* SELECTED PASSAGE:

○ ○ ○ ○

Notice AndroidViewModel instead of ViewModel. The difference is important: AndroidViewModel provides access to the Application context, which is what TtsManager needs. Never pass an Activity context to TtsManager — that causes a memory leak because the TTS engine can outlive the Activity.

What you should see: The ViewModel compiles without errors. The TtsManager is initialized once when the ViewModel is created and properly shutdown when onCleared() is called — which happens automatically when the user leaves the screen.

Building the Compose UI with Speaking Controls

Now add TTS controls to your chat UI. The key addition is a speaker icon button on each AI message bubble that lets users tap to hear any response read aloud:

Kotlin

// ChatScreen.kt
// Updated with TTS speaker controls on AI message bubbles

import androidx.compose.animation.core.*
import androidx.compose.foundation.layout.*
import androidx.compose.foundation.lazy.LazyColumn
import androidx.compose.foundation.lazy.itemsIndexed
import androidx.compose.foundation.lazy.rememberLazyListState
import androidx.compose.foundation.shape.RoundedCornerShape
import androidx.compose.material.icons.Icons
import androidx.compose.material.icons.filled.Send
import androidx.compose.material.icons.filled.VolumeOff
import androidx.compose.material.icons.filled.VolumeUp
import androidx.compose.material3.*
import androidx.compose.runtime.*
import androidx.compose.ui.Alignment
import androidx.compose.ui.Modifier
import androidx.compose.ui.unit.dp

@Composable
fun ChatScreen(viewModel: ChatViewModel = viewModel()) {
    val messages by viewModel.messages.collectAsState()

○ ○ ○ ○

Referring expression data
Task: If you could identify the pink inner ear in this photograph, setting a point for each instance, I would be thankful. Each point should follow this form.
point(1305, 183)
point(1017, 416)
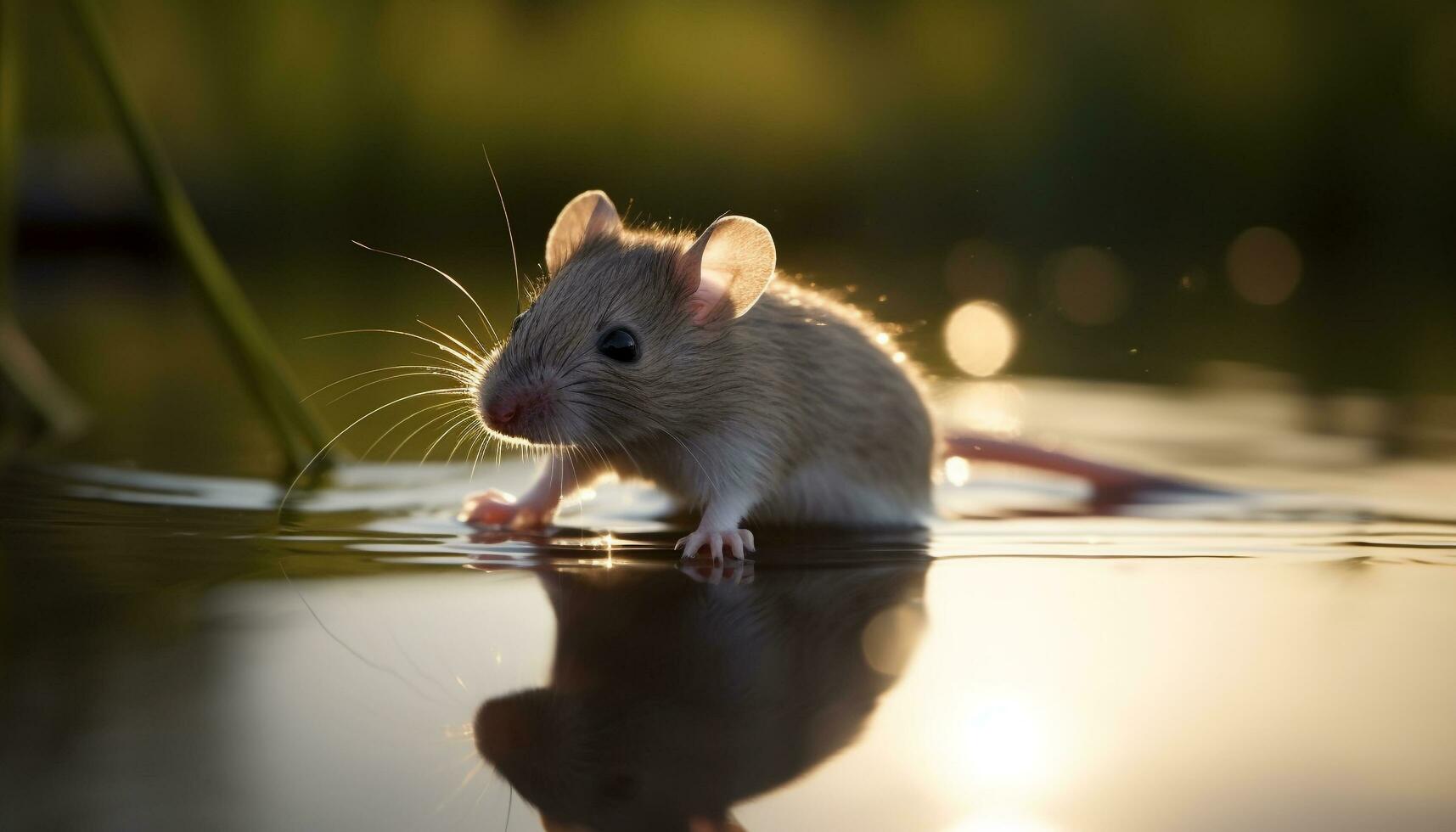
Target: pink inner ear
point(712, 283)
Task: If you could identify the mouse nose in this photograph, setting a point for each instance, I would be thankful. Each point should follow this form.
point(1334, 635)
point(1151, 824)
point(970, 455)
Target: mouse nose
point(501, 411)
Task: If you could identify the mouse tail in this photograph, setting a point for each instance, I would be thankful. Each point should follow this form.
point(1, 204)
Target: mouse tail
point(1111, 484)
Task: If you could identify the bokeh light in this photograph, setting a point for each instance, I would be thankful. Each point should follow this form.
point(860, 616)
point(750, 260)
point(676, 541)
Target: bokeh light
point(981, 339)
point(1264, 266)
point(1088, 286)
point(957, 469)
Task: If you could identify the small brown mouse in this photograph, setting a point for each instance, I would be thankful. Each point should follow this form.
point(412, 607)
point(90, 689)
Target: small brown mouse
point(690, 363)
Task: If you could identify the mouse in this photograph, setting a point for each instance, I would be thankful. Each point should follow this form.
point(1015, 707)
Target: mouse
point(750, 398)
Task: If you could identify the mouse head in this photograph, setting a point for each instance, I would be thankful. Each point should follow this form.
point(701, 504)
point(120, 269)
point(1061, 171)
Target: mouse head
point(628, 331)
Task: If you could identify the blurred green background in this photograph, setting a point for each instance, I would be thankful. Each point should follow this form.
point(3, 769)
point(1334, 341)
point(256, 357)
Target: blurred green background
point(1144, 187)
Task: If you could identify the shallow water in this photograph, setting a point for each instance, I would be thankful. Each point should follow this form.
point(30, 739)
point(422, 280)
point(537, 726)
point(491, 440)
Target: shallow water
point(178, 655)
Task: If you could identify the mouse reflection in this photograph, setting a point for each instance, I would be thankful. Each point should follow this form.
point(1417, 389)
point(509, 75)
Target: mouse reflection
point(672, 700)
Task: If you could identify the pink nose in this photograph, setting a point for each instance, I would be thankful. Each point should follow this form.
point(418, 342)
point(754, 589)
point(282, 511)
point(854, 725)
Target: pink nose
point(500, 413)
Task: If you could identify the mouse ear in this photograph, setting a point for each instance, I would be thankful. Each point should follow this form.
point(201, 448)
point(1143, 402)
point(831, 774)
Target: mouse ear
point(588, 216)
point(728, 268)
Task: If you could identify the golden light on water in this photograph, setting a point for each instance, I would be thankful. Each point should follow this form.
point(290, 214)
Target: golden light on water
point(981, 339)
point(1001, 822)
point(1088, 286)
point(957, 471)
point(1264, 266)
point(1003, 745)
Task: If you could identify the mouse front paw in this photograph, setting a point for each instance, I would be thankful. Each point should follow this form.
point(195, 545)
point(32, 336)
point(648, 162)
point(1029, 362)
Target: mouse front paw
point(498, 510)
point(734, 539)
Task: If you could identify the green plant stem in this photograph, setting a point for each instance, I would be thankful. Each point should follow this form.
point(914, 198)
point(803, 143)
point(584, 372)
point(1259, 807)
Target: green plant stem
point(22, 369)
point(299, 430)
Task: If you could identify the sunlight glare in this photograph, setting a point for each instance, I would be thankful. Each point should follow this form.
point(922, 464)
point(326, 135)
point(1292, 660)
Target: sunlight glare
point(981, 339)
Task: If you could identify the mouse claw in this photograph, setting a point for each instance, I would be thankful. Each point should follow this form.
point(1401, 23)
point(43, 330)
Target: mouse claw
point(737, 541)
point(500, 510)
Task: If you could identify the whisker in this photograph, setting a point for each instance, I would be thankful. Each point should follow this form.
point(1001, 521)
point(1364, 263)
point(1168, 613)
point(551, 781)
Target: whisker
point(515, 266)
point(374, 370)
point(392, 379)
point(419, 337)
point(454, 364)
point(446, 416)
point(424, 410)
point(453, 282)
point(328, 445)
point(449, 429)
point(464, 435)
point(459, 343)
point(474, 337)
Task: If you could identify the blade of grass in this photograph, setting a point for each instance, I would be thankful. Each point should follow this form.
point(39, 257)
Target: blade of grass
point(40, 392)
point(297, 429)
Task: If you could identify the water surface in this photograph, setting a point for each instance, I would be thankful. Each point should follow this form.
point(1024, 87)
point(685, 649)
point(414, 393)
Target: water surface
point(178, 655)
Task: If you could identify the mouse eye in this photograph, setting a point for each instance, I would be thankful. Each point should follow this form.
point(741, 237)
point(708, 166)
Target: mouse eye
point(619, 346)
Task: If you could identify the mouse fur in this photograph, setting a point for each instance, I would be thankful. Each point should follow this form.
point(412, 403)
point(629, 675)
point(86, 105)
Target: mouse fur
point(751, 398)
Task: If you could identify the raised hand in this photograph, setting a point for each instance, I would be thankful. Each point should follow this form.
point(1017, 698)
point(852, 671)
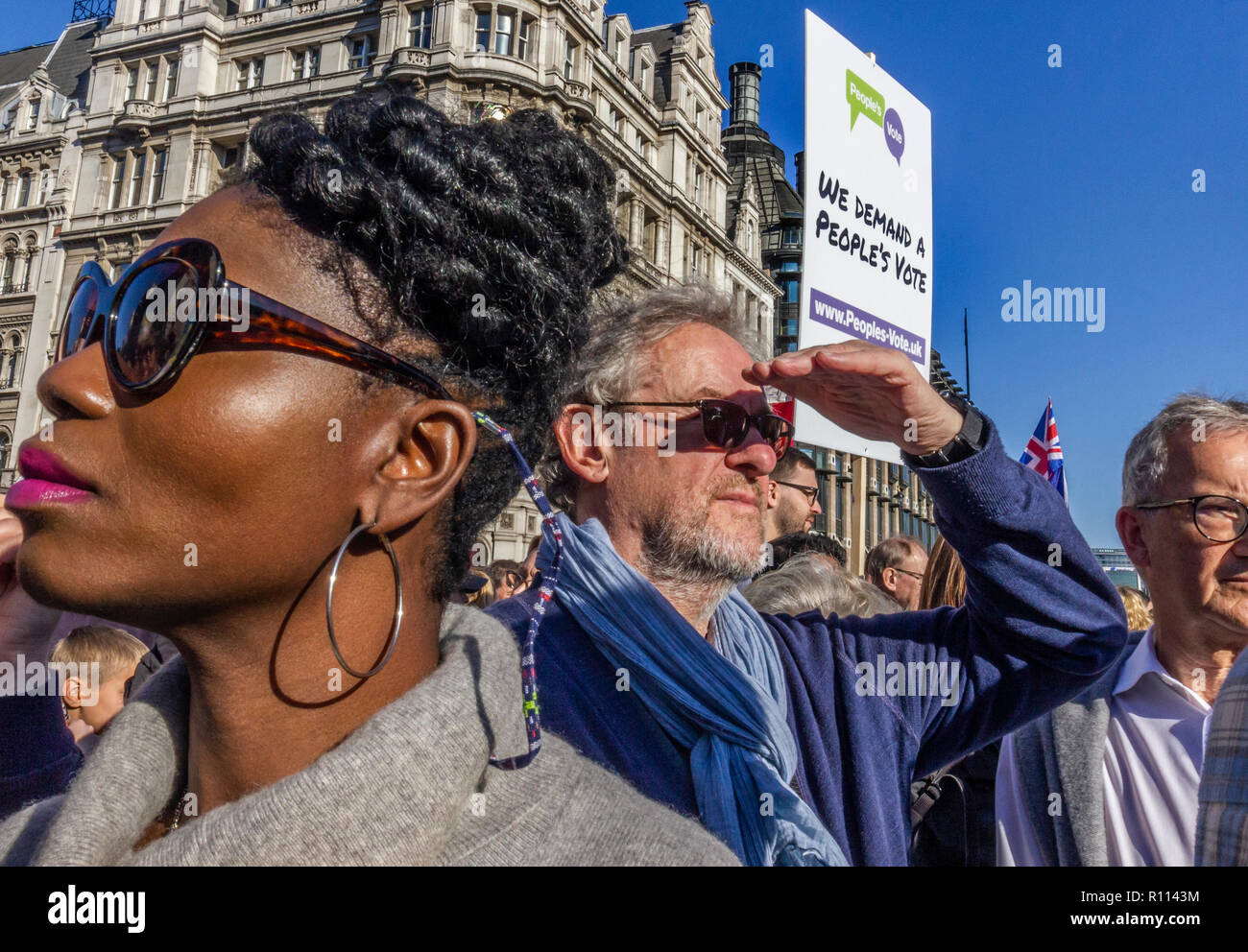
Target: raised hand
point(875, 392)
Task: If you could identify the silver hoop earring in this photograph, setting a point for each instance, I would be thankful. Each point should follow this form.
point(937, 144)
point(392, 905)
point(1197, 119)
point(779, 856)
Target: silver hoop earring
point(398, 603)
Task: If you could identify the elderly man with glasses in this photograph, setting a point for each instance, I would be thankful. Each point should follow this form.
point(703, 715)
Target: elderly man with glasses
point(793, 739)
point(1112, 777)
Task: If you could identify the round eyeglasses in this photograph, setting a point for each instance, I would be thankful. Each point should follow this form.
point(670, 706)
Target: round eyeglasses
point(1218, 518)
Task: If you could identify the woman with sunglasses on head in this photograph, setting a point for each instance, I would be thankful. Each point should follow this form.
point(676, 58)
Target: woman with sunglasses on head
point(290, 494)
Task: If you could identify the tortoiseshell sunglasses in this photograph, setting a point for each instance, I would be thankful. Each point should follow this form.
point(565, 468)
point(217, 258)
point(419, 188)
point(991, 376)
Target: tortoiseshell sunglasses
point(145, 354)
point(151, 328)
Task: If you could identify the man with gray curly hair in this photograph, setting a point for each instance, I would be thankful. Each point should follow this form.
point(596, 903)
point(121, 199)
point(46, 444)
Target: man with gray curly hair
point(1124, 759)
point(794, 739)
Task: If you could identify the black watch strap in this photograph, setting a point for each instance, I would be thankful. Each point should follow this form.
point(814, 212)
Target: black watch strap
point(969, 440)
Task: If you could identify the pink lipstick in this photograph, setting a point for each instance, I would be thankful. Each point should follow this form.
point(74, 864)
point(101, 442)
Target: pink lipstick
point(45, 479)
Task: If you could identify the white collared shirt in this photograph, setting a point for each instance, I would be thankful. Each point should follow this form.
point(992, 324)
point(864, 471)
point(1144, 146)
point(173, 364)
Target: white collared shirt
point(1151, 772)
point(1153, 753)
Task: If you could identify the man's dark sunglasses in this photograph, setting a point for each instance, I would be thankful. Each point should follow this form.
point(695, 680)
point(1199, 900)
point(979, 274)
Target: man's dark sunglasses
point(728, 424)
point(810, 491)
point(146, 356)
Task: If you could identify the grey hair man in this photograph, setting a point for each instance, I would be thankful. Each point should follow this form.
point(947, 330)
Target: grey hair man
point(648, 655)
point(812, 582)
point(793, 495)
point(897, 566)
point(1123, 761)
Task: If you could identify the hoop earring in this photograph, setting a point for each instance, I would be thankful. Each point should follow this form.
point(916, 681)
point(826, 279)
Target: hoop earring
point(398, 603)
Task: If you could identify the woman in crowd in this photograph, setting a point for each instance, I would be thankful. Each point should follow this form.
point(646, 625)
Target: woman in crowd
point(812, 581)
point(291, 497)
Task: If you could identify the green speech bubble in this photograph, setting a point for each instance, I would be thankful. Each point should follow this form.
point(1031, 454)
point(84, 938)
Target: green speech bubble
point(862, 99)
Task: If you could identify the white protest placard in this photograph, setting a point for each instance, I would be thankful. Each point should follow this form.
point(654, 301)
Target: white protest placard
point(868, 253)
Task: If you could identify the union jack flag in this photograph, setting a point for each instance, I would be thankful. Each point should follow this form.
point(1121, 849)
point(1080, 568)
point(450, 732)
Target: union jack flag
point(1044, 452)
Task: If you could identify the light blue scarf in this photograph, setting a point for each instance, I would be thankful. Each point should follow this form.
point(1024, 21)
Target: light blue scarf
point(727, 705)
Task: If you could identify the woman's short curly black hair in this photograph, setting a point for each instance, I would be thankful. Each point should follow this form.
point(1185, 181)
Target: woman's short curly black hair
point(487, 240)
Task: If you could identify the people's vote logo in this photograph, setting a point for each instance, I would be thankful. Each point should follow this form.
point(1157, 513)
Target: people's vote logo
point(866, 101)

○ ○ ○ ○

* SET OF TASKS:
1. Answer these questions from the text-to-speech excerpt:
(a) What does AndroidViewModel provide access to that TtsManager needs?
(b) Why should an Activity context never be passed to TtsManager?
(c) What is added to each AI message bubble in the chat UI?
2. Reproduce, word for word, everything in the text-to-speech excerpt from "Notice AndroidViewModel instead" down to "outlive the Activity.".
The records have nothing to do with the text-to-speech excerpt.

* ANSWERS TO THE TASKS:
1.
(a) The Application context.
(b) It causes a memory leak because the TTS engine can outlive the Activity.
(c) A speaker icon button that lets users tap to hear any response read aloud.

2.
Notice AndroidViewModel instead of ViewModel. The difference is important: AndroidViewModel provides access to the Application context, which is what TtsManager needs. Never pass an Activity context to TtsManager — that causes a memory leak because the TTS engine can outlive the Activity.